EXTRACTED INFORMATION:
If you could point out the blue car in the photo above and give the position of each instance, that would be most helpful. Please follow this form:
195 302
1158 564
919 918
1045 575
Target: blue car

INSTRUCTIONS TO FOLLOW: Please reproduce the listing above line for line, without changing anything.

TASK RESPONSE:
If you could point out the blue car in the photo above and give the position of each instance, that would be most helpful. Please follow this form:
195 302
1158 564
919 918
1045 575
Target: blue car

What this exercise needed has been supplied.